**Your goal**
Retype every entry below without any change.

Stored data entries
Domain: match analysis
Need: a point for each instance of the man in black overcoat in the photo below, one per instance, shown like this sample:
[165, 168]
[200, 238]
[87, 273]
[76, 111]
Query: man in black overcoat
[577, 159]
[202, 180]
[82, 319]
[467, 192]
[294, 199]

**Exercise answer**
Domain: match analysis
Need: a point for each instance of the man in black overcoat in the photo below, one per instance, shown like this sample:
[165, 168]
[200, 238]
[87, 273]
[76, 111]
Query: man in black overcoat
[577, 159]
[202, 180]
[82, 319]
[467, 192]
[294, 199]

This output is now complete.